--- Start of Records for processing ---
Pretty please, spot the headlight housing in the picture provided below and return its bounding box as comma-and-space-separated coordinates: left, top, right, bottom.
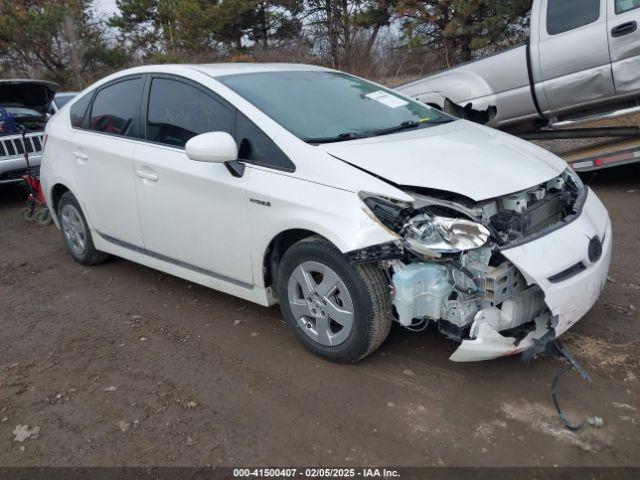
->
402, 213, 491, 256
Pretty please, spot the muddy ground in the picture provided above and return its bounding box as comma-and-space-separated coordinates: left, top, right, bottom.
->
0, 166, 640, 466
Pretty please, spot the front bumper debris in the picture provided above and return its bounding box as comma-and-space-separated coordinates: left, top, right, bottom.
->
450, 192, 613, 362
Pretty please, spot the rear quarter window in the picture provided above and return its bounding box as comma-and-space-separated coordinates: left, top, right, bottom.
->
--- End of Records for processing ---
Exercise task
Copy out exactly the lines between the line with "Pretty please, spot the muddy" and the last line of the entries, counting both of those lines.

Problem solution
Pretty please, spot the muddy ground in the picture provided above and return its bounding box as comma-and-space-separated coordinates: left, top, right, bottom.
->
0, 166, 640, 466
Pretty please, spot the front bumper debris in the picture provided above and return its bounding box as comma-and-space-separated coordinates: left, top, right, bottom.
->
450, 192, 613, 362
Pretty please, spot the rear quarter window in the picture provided above and return its bounding box as comma-and-space-separated coordinates: left, top, right, bottom.
->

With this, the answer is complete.